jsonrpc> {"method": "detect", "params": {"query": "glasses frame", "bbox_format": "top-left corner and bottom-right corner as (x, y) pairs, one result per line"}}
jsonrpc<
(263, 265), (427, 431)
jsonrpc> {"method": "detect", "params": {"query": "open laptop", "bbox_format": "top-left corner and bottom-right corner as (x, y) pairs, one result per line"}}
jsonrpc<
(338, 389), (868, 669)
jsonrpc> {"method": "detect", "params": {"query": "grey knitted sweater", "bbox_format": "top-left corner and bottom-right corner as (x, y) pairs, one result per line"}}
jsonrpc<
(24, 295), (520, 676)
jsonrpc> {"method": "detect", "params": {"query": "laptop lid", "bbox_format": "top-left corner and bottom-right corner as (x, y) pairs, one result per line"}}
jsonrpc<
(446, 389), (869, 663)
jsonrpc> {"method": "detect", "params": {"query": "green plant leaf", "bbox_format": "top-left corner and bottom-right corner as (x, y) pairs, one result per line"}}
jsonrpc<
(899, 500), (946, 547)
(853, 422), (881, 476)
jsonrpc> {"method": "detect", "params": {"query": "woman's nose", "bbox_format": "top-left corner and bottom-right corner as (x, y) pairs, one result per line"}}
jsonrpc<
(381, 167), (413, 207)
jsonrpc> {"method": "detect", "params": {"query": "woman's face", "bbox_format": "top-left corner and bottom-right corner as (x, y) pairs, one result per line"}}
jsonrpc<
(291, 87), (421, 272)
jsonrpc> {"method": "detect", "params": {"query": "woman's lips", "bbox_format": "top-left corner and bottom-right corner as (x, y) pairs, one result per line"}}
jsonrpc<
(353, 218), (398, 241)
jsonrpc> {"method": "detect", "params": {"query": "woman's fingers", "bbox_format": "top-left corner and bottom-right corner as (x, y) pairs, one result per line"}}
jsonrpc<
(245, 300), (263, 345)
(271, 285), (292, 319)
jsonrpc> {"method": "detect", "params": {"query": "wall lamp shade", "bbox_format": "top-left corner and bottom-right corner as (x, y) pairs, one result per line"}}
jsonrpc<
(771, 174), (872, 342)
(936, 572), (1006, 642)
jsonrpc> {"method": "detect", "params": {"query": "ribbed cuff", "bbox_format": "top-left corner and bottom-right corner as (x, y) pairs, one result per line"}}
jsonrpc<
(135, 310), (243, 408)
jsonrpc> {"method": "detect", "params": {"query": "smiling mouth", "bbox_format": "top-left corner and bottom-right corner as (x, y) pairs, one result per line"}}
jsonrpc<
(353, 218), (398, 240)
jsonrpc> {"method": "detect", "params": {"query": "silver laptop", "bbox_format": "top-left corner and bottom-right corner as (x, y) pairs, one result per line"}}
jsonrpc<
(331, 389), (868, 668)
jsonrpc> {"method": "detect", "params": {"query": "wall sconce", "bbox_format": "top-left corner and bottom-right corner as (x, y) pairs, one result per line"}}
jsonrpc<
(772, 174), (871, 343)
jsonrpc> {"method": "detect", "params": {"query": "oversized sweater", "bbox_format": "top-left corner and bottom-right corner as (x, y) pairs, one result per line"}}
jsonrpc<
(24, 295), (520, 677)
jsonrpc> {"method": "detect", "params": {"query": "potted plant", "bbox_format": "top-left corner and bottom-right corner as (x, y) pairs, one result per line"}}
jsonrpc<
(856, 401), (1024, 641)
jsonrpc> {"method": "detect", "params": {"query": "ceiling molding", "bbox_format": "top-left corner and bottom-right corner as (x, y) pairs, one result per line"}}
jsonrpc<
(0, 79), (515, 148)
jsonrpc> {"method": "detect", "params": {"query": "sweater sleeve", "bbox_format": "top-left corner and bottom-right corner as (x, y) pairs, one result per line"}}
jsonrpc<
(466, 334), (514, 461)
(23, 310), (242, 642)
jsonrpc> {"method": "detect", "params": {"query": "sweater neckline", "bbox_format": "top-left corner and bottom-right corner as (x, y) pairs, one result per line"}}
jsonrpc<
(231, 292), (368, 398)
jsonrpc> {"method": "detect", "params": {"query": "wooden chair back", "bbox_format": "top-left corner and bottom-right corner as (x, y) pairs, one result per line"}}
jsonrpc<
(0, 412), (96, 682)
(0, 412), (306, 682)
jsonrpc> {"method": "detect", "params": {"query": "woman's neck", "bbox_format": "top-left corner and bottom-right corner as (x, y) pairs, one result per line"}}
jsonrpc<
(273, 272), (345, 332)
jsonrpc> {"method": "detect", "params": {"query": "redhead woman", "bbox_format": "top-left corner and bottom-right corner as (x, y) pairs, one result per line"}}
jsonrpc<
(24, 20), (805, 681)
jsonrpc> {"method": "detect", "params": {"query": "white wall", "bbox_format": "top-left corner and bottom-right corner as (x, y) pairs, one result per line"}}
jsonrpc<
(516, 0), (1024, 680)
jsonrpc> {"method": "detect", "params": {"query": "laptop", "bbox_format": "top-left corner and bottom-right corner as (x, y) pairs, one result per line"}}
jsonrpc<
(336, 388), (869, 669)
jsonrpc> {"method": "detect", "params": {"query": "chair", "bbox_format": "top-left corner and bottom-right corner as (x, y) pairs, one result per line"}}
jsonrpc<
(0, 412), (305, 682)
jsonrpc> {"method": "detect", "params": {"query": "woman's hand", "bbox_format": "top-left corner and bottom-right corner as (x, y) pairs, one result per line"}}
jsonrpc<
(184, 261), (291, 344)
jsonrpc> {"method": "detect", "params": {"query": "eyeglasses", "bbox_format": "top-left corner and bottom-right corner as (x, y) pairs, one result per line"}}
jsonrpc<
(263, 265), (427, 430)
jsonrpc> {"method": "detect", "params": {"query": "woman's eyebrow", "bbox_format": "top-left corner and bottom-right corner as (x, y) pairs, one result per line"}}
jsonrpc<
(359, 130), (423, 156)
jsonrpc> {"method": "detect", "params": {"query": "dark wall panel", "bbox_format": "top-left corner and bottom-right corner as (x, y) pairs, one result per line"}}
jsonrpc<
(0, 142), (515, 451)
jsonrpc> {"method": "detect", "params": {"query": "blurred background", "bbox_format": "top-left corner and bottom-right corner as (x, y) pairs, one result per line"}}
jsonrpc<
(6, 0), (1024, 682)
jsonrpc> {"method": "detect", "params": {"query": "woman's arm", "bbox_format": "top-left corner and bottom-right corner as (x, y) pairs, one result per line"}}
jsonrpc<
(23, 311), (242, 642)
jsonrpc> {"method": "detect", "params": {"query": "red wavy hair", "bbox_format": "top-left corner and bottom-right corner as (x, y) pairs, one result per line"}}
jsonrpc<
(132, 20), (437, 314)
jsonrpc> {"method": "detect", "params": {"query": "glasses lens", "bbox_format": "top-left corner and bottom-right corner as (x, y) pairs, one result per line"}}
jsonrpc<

----------------

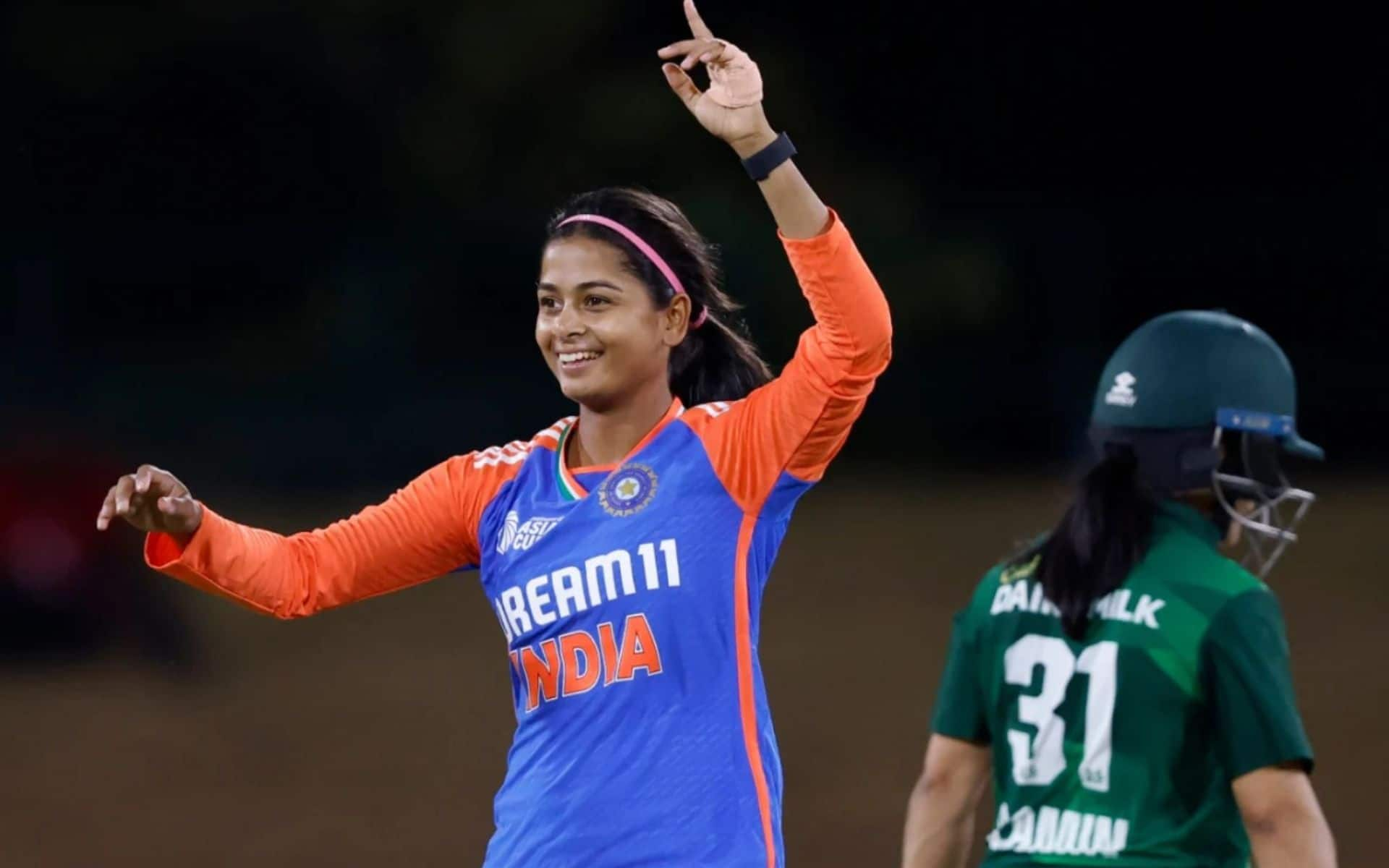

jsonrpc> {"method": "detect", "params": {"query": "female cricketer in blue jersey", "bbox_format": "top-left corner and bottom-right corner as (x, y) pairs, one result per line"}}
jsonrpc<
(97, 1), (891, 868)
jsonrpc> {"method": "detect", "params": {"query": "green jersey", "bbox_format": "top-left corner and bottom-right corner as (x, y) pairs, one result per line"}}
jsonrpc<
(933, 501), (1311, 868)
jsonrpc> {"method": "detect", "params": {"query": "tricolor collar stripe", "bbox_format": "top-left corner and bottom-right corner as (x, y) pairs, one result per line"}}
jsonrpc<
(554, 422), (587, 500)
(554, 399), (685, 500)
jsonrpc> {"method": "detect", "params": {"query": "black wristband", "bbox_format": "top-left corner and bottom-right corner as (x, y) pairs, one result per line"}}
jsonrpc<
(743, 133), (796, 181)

----------------

Count the lines in the rows above that contain the word "chair" and give only the number.

2